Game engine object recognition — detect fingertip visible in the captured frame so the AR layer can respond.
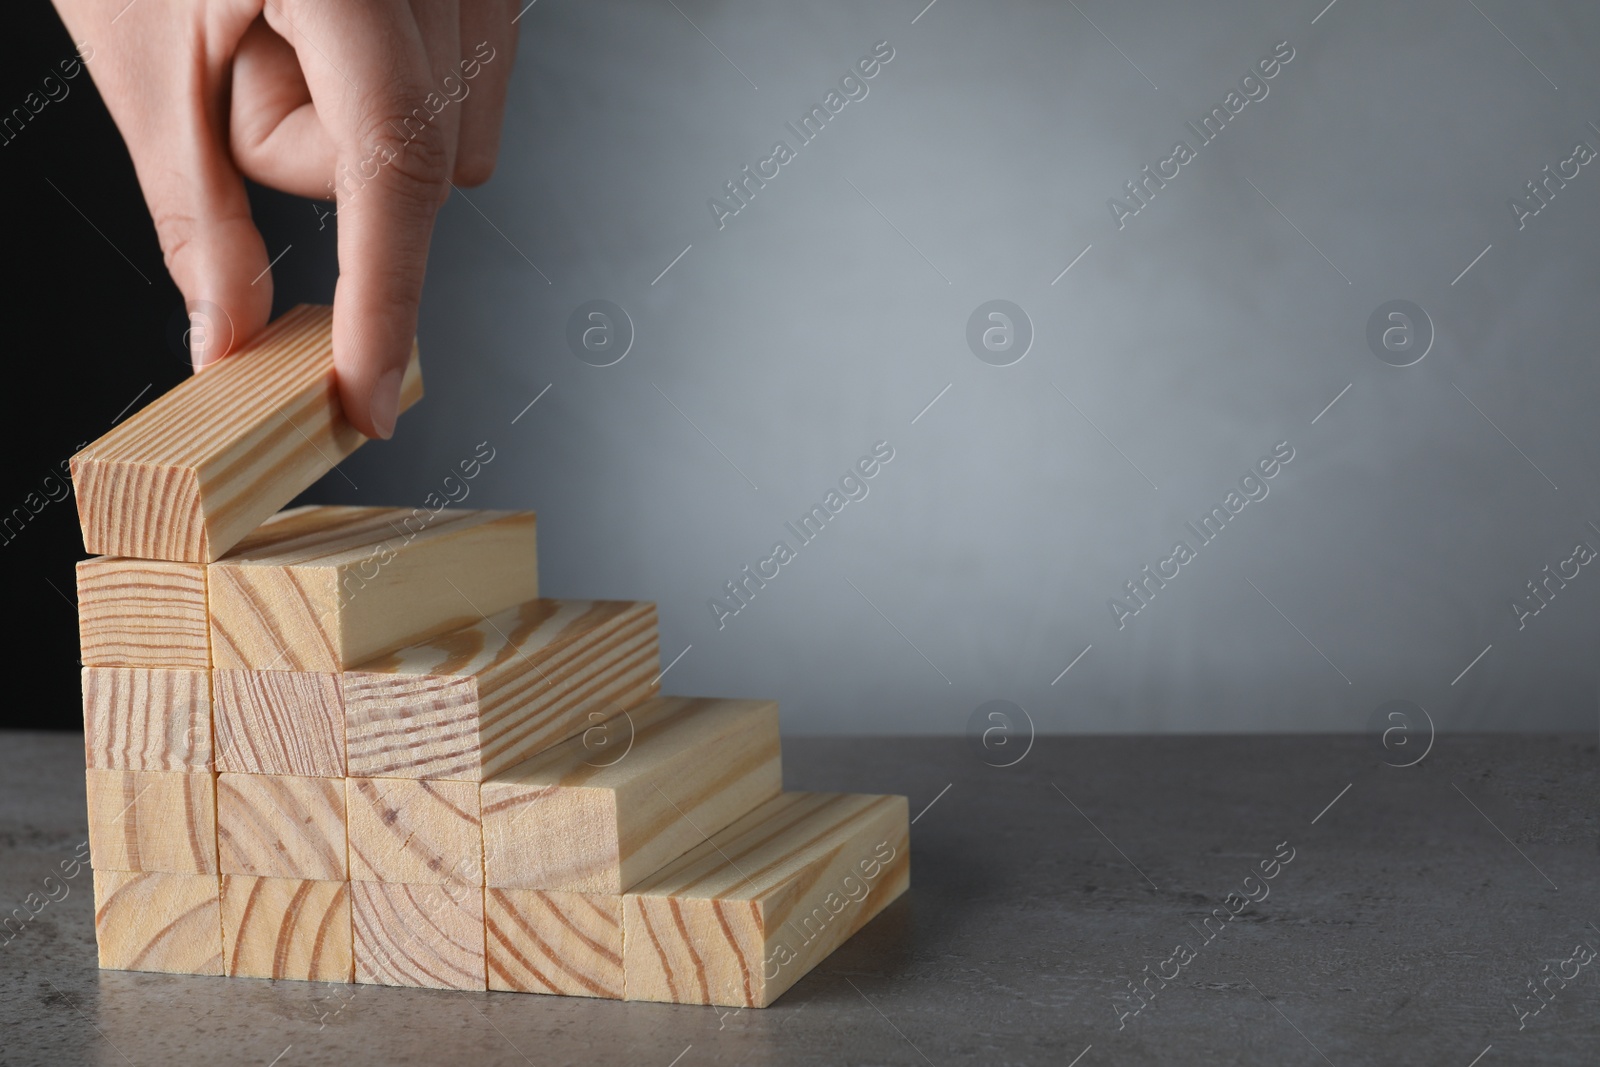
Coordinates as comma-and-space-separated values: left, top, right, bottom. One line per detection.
333, 299, 416, 440
368, 365, 405, 440
173, 219, 273, 373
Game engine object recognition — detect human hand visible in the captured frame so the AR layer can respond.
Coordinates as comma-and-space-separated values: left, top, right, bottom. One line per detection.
49, 0, 517, 438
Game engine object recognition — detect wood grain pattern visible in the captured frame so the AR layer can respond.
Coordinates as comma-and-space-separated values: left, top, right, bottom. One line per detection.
70, 305, 423, 563
82, 667, 212, 772
85, 768, 217, 874
214, 670, 344, 776
346, 777, 482, 887
76, 557, 209, 668
482, 696, 780, 893
352, 880, 485, 990
220, 875, 353, 981
208, 505, 538, 672
217, 773, 347, 880
623, 792, 910, 1007
485, 888, 622, 998
344, 599, 660, 781
93, 870, 222, 975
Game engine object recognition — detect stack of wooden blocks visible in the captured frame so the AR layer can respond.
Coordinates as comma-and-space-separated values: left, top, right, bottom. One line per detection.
72, 306, 908, 1007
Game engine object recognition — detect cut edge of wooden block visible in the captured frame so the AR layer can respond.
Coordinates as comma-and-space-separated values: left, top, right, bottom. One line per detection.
85, 767, 218, 875
485, 888, 623, 999
213, 669, 345, 777
93, 869, 224, 976
351, 880, 487, 991
75, 557, 211, 669
81, 666, 214, 772
220, 875, 354, 982
346, 777, 483, 887
216, 773, 348, 882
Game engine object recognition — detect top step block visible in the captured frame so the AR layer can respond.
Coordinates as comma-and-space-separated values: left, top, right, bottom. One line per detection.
70, 306, 423, 563
209, 505, 538, 671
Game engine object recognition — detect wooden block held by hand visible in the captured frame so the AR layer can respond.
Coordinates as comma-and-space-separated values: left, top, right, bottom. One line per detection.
344, 599, 659, 782
214, 670, 344, 776
94, 870, 222, 975
70, 305, 423, 563
485, 888, 622, 998
352, 880, 486, 990
85, 768, 217, 874
82, 667, 212, 772
77, 558, 209, 668
217, 773, 347, 881
482, 696, 780, 892
347, 777, 482, 887
221, 875, 353, 982
623, 792, 910, 1007
208, 505, 538, 672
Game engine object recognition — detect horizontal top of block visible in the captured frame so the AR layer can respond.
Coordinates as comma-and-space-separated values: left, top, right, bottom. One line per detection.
486, 695, 777, 790
217, 505, 534, 569
350, 597, 648, 677
70, 306, 423, 562
628, 792, 907, 903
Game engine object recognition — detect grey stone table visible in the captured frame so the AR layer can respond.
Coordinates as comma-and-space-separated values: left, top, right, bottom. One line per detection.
1, 731, 1595, 1066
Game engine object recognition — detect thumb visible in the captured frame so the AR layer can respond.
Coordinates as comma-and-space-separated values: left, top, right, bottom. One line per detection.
64, 1, 272, 368
142, 106, 274, 370
151, 166, 274, 370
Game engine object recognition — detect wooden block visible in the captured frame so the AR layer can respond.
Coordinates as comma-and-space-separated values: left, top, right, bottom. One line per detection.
85, 768, 217, 874
352, 881, 486, 990
76, 557, 209, 668
482, 696, 780, 893
214, 670, 344, 776
82, 667, 212, 772
347, 777, 481, 887
485, 888, 622, 998
217, 773, 347, 880
93, 870, 222, 975
220, 875, 353, 982
344, 599, 659, 782
623, 793, 910, 1008
208, 505, 538, 672
70, 305, 423, 563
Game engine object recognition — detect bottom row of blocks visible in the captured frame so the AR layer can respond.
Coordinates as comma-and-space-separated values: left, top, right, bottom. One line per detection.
93, 793, 910, 1007
94, 871, 608, 993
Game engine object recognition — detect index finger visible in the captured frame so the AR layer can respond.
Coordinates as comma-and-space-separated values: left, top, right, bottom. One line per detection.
270, 0, 452, 439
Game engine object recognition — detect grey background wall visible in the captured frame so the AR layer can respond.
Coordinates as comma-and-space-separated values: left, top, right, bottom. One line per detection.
317, 0, 1600, 734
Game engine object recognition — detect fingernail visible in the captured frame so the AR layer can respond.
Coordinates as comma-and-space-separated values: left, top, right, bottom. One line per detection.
369, 367, 404, 439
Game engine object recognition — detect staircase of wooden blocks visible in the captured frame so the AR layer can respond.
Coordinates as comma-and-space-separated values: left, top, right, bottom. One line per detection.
71, 306, 908, 1007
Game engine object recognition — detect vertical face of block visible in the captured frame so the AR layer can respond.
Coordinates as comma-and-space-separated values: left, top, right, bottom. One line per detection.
217, 774, 347, 880
93, 870, 222, 975
352, 881, 485, 990
85, 769, 217, 874
221, 875, 353, 982
623, 793, 911, 1007
76, 558, 209, 668
347, 778, 482, 886
82, 667, 212, 772
485, 888, 623, 998
208, 506, 538, 671
482, 696, 781, 893
343, 598, 659, 781
213, 670, 344, 776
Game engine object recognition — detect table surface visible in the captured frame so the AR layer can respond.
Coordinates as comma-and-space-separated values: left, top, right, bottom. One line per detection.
◇ ◇ ◇ ◇ ◇ ◇ ◇
■ TASK TO CARRY OUT: Your task is to copy every line in the entries that holds the string "hand".

■ EXERCISE RESULT:
Game engine object recognition — detect human hand visible in the captured frame so the AR layer can respond.
Game engine object recognition — detect wooden block held by hand visible in the captured frame so the AR layer can respond.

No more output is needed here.